[TASK PROMPT]
Output each record exactly, excluding pictures.

[DATA]
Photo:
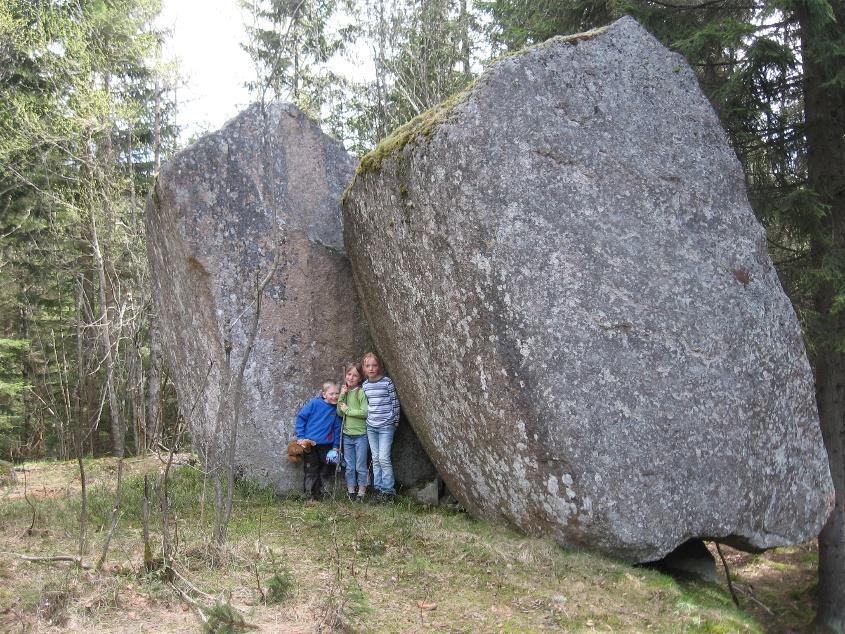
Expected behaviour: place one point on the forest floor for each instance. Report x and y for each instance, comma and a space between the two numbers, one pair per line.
293, 567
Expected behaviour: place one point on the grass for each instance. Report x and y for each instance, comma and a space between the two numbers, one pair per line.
392, 568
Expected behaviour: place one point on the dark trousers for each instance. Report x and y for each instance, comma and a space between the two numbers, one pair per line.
317, 471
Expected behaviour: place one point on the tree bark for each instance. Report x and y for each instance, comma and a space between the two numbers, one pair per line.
154, 386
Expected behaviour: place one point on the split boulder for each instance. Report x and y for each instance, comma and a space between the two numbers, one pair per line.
561, 267
266, 186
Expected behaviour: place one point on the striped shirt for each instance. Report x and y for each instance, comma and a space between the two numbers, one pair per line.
383, 404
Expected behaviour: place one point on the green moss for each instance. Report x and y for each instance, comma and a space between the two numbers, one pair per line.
421, 126
424, 125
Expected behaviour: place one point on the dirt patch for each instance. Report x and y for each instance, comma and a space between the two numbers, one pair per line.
778, 587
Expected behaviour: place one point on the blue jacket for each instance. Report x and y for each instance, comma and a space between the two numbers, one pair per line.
318, 421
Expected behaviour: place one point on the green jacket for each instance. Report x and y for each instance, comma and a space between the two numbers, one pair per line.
355, 418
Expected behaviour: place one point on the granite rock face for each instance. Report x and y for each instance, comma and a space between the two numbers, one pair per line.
562, 268
269, 181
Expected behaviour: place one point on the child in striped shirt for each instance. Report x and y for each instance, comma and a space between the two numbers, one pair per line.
382, 420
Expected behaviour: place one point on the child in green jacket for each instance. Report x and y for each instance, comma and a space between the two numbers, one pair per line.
352, 406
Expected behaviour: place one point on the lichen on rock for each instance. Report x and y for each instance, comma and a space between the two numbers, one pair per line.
576, 302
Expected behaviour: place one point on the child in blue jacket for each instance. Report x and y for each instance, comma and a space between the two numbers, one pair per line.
318, 425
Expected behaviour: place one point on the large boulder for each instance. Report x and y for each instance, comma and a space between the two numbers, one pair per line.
562, 269
268, 183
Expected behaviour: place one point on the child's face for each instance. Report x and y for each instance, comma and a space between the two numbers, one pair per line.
353, 379
331, 395
371, 368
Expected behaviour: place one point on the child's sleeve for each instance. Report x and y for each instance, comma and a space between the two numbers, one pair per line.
363, 406
338, 429
302, 420
394, 401
341, 399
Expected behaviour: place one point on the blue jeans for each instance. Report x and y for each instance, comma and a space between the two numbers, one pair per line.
355, 450
381, 441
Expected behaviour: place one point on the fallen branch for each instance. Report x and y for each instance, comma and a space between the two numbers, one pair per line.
50, 559
727, 574
754, 599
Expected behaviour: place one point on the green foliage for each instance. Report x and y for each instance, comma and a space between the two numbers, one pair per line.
281, 584
83, 116
290, 44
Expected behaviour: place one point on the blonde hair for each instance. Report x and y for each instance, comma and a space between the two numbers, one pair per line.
371, 355
353, 366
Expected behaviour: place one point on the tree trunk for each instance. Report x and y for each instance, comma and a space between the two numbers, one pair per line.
105, 333
824, 112
153, 417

[SOLUTION BELOW]
Photo:
Expected behaviour: place one point on the forest floor for each instance. Report x and y for each instance, comma and a space between the two numbers, one pair per line.
293, 567
Expected behaviour: place one point on the grass for each instance. Report x and y for each instance, comma and a space between the two numbers, one pair per line.
392, 568
Expected behaviour: place one point on the dark trousers for each instance. Report x and y for each instance, comma and a space between the two numbers, one pair per line.
317, 471
Expected behaviour: place one point on the tree bark for each instance. Report x and y for each instance, comma and a space between the two numbers, one pair per line.
154, 386
Expected behaviour: place one point on the split boulder for each instance. Report x and y for each instance, comma and a space between the two numbers, one pair per line.
561, 267
266, 186
Expected behaviour: place one point on the striped shirt for each instance. Report x and y for each instance, comma and a space between the two numbers, one pair per line.
383, 404
Expected behaviour: place one point on the green moss for each instance. Report x and y for each instance, comma and a space between the two numbers, one pair per line.
421, 126
424, 125
Expected behaviour: place one point on the dirt patch for each instance. Report x and y for each instance, comma and a space between the two numbers, one pair per line.
778, 587
Expected behaviour: place one point on the blue jacket for each instance. Report x and y for each instance, comma and a space between the two numbers, one pair per line.
318, 421
Expected behaviour: place one point on the green jacket for each instance. Report x and y for each instance, comma and a space between the two numbers, one pair per line.
355, 418
Expected behaviour: place one point on the granite rock face for each instance. Report x and y for each instance, comma and a space between the two numbers, one pair per line.
562, 268
269, 181
Expected behaviour: place one point on the child in striped shirt for each instance. Report x and y for each instance, comma and a space between the two numbers, one pair per line.
382, 420
Expected behaviour: place one point on the child in green jacket for each instance. Report x and y for each instance, comma and a space between the two numbers, one pair per line.
352, 406
Expected behaviour: place one point on the lichen on rock for each instance. Report x and y for each instance, comma and a space between the two numbers, one pair per line.
576, 302
Expected behaviour: place one point on the child in blue jacket for each instance. Report x and y for each instance, comma and a space between the two numbers, one pair per line.
318, 425
Expected behaviour: place one point on the large boulder for each instance. Report x and y for each instance, comma and a space between the two numbers, one pair per line.
562, 269
268, 183
Expected behaviour: place one point on the child's face for each instance. Report x and y for each instance, comma and a space between the two numbers, one pair per line.
353, 379
331, 395
371, 368
Expected behaviour: place one point on the child's sleeve for each instance. Report x and y for each instance, comma and a space between the two numbers, one pair per line.
363, 406
338, 429
302, 420
394, 401
341, 399
Expected behaviour: place one point on the blue jeans for each instance. Report x and y for each instance, comma and a space between the two numbers, one pair per line.
355, 450
381, 441
Expected behaviour: place one point on the fallen branch for each instance. Report x and y for each instance, comma and a space between the two numbers, one pair per line.
50, 559
727, 574
754, 599
Expected behaviour: place one point on the green foliage for each instance. Report x and y for each instance, comma and a space between the two numbers, one pair per line.
281, 584
83, 116
290, 44
Expected behaviour: place one point on the blonde hair for each instance. Report x and y for each instance, comma and a space between the two numbers, one pair per line.
371, 355
353, 366
Expected behaviour: place one point on the tree trunk for each instance. Report x and y for each instance, comma and a space between the two numbers, one pair per line.
105, 333
824, 112
153, 417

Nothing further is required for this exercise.